Selected text:
--- START ---

Competency Question
A competency question is a test question you write before building an ontology or a theory to make sure the ontology/theory will be able to answer the kinds of questions the stakeholders of a system care about and need the ontology/theory to answer. A competency question is both a specification for what needs to exist in an ontology/theory and an acceptance test for the constructed ontology to make certain epistemic risk is minimized.
A competency question is a mistake proofing tool. A competency question is a lot like a unit test and the notion of extreme programming which is referred to as test driven development. The use of competency questions is an ontology engineering best practice.
I became aware of the notion of the competency question from the article The Question is the Contract by Jessica Talisman. I became aware of extreme programming and Agile software development probably 20 years ago from a software engineer. The importance of these proactive approaches I learned in college when I was studying for my MBA where I learned about what is currently referred to as Lean Six Sigma. All these things are part of what people refer to as "Agile Accounting".
The fundamental idea is that it is better to spend the time to build a system correctly than it is to not do so and then to have to fix mistakes or deal with the ramifications or fall out of mistakes made. This video explains why all this is important, understanding the true cost of quality.
Accounting can learn and benefit a lot from Lean Six Sigma, Agile software development, and ontology engineering best practices such as the competency question. In particular, new modern accountancy needs to be built out embracing these sorts of ideas.

--- END ---

Things to do:
• A. In the competency question passage, which article introduced the writer to the notion of the competency question?
• B. Rewrite the part of the competency question passage starting at "Accounting can learn" and ending at "sorts of ideas.", replacing "embracing" with "adopting".
The data that follow come from a separate source.

Extracted data:
--- START ---

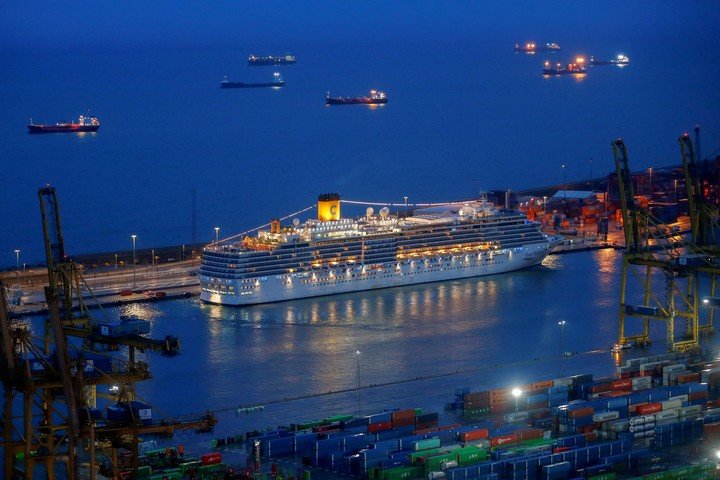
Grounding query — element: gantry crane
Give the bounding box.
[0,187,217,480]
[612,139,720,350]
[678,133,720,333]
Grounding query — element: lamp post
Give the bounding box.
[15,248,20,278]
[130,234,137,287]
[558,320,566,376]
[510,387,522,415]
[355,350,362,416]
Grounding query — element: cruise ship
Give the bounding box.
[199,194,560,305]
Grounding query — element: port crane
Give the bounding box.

--- END ---
--- START ---

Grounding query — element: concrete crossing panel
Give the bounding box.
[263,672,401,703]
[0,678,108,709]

--- END ---
--- START ---

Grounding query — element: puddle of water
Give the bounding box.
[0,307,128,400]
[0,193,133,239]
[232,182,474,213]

--- END ---

List of answers:
• A. The article The Question is the Contract by Jessica Talisman.

• B.
Accounting can learn and benefit a lot from Lean Six Sigma, Agile software development, and ontology engineering best practices such as the competency question. In particular, new modern accountancy needs to be built out adopting these sorts of ideas.